**GIVEN TEXT**:
ASX might be a bit rocky tomorrow.


----------



## Investor (31 May 2005)

markrmau said:
			
		

> We might have just had a lot of O/S hedge fund selling on close. China has reversed the textile export duties they recently planned to impose, because of US and European noises towards trade-war. Gold being sold off, USD up, and base metals down - all because yuan revaluation is less likely when china feels threatened.
> 
> ASX might be a bit rocky tomorrow.




Not just tomorrow. Probably a few weeks at least; a few months more likely.

Time will tell. Enjoy the ride.


----------



## Investor (31 May 2005)

TjamesX said:
			
		

> .... Chinese culture breed a certain type of capitalist - now they are poised to shape their former countries future with their amassed wealth.
> 
> .....the significance of the expat Chinese. .....




Many of the capitalists in HK, Taiwan and Singapore have already been back in China, as expats, to play a role in nation building and of course, make more money.

From memory, around 10 years ago, China sent a team of policy makers to Singapore to learn about nation building from the then Prime Minister, Lee Kuan Yew, who had taken the small island state of 3.5 million people, to developed nation status in around 30 years.

China knew it could not use the same "blueprint" but modified it to be used in various cities in China (to try to create various "Singapores"). Critical in the blueprint are long term 10 year plans with annual reviews of progress.


----------



## Investor (1 June 2005)

From the Morgan Stanley website:

Stephen Roach (New York) 31/5/05

When I first wrote of an interest rate conundrum in January, little did I know how deeply this concept was about to become ingrained in the heart and soul of central banks and financial markets (see my 18 January dispatch, “The Real Interest Rate Conundrum”).  But conundrum it is, as real rates remain at unbelievably low levels at the short and long end alike -- in the US, Europe, Japan, and even emerging markets.  Given my concerns over the US current account deficit, I have long in the bearish camp with respect to the US bond market outlook.  A rethinking is now in order.  The likelihood of a China-led slowing of Asia has prompted me to change my view.  I now suspect bond yields will stay low for the foreseeable future, and I wouldn’t rule out the possibility that they might even drift lower.

**DIRECTION 1**:
According to the forum thread on China and the markets, what is critical in the blueprint China adapted for its cities?
**DIRECTION 2**:
Extend the forum thread on China and the markets, picking up after its final sentence.

A block of data
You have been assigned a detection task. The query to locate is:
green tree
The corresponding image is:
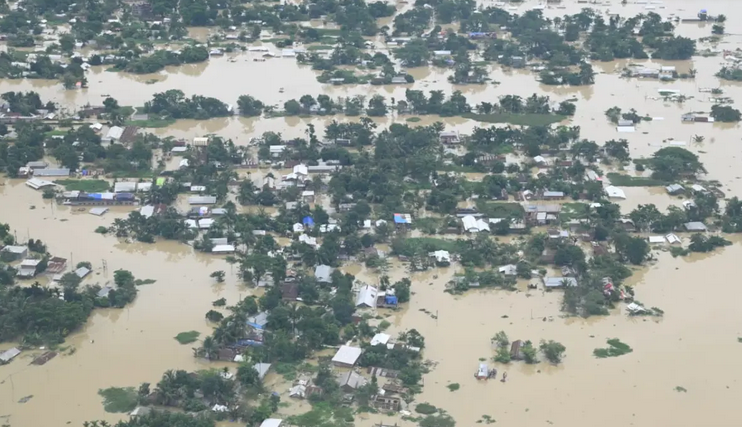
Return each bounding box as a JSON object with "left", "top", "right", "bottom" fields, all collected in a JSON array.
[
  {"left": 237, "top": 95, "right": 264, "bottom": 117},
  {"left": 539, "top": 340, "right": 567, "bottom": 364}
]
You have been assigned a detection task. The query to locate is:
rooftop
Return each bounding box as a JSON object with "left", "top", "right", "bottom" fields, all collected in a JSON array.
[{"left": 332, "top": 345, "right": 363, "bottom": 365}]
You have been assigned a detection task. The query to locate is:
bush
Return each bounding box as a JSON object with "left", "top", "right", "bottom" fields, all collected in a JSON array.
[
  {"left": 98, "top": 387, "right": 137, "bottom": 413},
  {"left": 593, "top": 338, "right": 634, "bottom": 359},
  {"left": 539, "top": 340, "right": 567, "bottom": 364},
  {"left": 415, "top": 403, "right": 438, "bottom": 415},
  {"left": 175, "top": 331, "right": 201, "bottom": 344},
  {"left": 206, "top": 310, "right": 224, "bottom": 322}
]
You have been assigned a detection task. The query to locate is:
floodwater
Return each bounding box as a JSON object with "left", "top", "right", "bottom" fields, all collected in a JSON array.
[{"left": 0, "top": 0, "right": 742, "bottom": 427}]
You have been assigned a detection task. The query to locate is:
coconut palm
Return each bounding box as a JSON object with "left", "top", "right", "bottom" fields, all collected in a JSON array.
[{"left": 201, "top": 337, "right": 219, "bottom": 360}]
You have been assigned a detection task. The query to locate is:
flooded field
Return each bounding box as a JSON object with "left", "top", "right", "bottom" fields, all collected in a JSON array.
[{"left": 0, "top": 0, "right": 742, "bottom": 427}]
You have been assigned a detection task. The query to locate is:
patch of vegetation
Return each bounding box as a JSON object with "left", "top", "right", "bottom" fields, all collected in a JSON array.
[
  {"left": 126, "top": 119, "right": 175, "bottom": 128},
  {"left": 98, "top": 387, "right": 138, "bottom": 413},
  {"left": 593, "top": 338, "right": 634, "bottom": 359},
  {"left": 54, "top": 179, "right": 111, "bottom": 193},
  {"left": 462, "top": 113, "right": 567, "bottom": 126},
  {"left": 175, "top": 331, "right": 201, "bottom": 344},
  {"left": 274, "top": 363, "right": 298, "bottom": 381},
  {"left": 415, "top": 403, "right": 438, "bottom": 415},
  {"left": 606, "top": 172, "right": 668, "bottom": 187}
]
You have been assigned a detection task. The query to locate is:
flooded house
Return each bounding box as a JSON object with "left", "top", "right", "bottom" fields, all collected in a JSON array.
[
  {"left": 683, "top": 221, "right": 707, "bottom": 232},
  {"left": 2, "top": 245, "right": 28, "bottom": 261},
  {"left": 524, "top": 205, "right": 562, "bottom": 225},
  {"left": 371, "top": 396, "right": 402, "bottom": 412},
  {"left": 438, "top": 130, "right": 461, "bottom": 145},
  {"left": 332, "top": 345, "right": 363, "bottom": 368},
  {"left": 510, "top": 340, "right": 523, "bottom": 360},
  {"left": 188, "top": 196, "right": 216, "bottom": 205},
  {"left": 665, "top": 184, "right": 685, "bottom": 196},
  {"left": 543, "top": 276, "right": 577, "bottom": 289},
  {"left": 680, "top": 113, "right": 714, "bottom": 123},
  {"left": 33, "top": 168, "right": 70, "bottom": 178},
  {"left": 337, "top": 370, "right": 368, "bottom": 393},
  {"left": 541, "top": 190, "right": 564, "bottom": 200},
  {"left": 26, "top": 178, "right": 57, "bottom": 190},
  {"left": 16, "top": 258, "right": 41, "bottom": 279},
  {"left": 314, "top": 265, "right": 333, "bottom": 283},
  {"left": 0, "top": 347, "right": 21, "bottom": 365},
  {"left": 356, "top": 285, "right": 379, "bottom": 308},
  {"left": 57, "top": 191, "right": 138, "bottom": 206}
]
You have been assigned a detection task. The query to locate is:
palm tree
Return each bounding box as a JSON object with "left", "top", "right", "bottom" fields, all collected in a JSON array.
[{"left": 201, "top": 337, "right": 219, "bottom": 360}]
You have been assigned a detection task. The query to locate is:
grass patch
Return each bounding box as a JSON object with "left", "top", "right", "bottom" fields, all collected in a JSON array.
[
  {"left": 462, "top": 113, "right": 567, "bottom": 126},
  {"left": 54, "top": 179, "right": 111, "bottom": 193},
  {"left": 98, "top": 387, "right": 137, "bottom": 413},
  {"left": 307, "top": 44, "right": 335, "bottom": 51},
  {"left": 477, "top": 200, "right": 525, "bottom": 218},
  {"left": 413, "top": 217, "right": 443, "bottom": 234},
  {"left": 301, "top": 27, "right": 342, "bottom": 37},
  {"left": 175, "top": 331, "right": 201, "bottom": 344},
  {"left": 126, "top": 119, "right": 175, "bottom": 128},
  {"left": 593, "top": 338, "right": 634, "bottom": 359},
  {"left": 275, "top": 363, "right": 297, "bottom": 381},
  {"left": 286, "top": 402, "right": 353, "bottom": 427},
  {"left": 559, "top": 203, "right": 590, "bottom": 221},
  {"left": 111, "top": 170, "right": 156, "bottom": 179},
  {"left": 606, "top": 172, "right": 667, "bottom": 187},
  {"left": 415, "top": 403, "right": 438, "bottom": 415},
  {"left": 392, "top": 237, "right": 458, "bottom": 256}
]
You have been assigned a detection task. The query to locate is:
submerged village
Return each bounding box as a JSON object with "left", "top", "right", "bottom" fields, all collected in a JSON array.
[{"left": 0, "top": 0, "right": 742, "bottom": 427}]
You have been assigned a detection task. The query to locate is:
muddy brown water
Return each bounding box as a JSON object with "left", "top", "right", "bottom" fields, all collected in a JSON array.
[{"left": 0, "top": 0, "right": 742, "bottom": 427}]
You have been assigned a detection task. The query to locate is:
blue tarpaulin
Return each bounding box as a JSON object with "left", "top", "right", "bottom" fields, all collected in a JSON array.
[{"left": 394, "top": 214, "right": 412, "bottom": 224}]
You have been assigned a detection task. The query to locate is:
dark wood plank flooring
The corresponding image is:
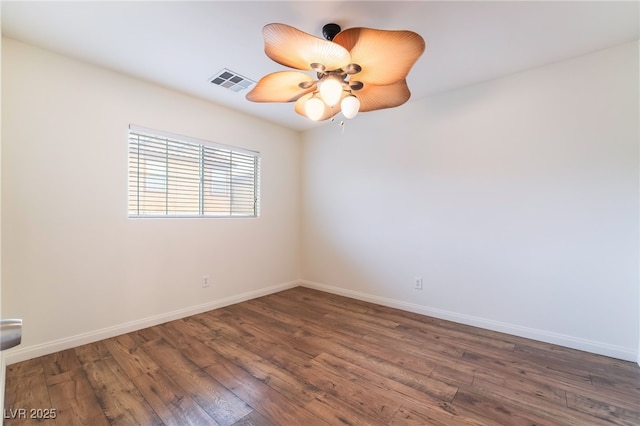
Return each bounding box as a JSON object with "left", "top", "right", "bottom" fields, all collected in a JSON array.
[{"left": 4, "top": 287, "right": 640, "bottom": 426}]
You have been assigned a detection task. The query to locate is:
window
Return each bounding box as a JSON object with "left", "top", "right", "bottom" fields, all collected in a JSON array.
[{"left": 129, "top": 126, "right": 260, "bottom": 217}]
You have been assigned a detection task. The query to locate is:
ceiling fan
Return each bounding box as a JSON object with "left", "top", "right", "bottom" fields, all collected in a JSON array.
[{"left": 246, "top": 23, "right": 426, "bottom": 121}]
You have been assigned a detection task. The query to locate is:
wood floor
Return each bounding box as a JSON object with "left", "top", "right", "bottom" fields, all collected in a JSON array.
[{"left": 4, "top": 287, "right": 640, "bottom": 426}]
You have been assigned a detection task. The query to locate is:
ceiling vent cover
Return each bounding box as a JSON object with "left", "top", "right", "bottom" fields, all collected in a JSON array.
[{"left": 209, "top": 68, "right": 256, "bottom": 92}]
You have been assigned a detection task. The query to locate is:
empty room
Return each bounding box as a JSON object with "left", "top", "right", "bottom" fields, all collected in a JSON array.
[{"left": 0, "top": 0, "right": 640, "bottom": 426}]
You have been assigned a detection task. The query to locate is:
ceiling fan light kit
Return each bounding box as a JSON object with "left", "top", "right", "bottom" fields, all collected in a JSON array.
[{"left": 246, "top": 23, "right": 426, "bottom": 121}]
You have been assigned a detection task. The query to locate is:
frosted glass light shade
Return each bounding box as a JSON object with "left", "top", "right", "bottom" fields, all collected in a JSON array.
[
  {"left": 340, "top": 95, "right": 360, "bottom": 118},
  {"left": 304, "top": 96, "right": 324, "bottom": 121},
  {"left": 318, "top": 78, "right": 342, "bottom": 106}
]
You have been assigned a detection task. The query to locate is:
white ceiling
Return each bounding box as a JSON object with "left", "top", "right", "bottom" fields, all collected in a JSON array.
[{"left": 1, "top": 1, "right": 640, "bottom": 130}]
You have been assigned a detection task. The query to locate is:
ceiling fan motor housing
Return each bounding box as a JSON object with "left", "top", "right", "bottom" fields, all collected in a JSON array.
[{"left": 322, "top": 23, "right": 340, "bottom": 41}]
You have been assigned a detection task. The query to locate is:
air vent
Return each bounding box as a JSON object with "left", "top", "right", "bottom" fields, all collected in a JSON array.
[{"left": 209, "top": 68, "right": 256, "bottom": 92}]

**EXPECTED ANSWER 1**:
Long-term 10-year plans with annual reviews of progress.

**EXPECTED ANSWER 2**:
Recent trading action in fixed income markets has revealed a lot about the character of the interest rate conundrum.  During the credit scare of early May, the so-called riskless asset -- namely, US Treasuries -- have benefited from a classic safe-haven bid.  Yields on 10-year Treasury notes fell from close to 4.3% to nearly 4.0%.  Yet something strange has occurred as the angst of the credit event faded -- long-term yields haven’t returned to their earlier levels.  As always, there are a multitude of factors bearing down on financial markets that make it difficult to dis-entangle the impacts of any one development.  The mid-May release of a surprisingly benign CPI report -- a core rate of inflation that was unchanged for April on a month-to-month basis and decelerating on a year-over-year basis for the second month in a row -- certainly stands out as a new and constructive piece of information for the bond market.  But I don’t think that was enough to neutralize the typical reflex effect that almost always occurs as the urgency of a flight-to-quality bid fades.  Something else is going on in the bond market.

The asset-allocation flows of a low-return world are obviously an important part of this equation.  The demographic imperatives of funding ever-mounting asset-liability mismatches have put a natural bid under long duration assets.  With the days of heady, late 1990s-style returns on equities long thought to be over, fixed income instruments have become the new asset class of choice for fund managers.  Central banks have encouraged this tilt by holding policy rates near the zero threshold in real terms for the past several years.  The result has been a succession of carry trades that became the icing on the cake for ever-frothy fixed income markets -- also bringing hedge funds and speculators into the game.  The migration of bets along the risk curve has had a stunning logic.  Investors have been vulture-like in squeezing excess returns out of one type of instrument and then moving on to the next.  It started with sovereign bonds and has then spread in rapid succession to investment-grade corporates, high-yield corporates, emerging-market debt, and, more recently, the exotic structured credit products.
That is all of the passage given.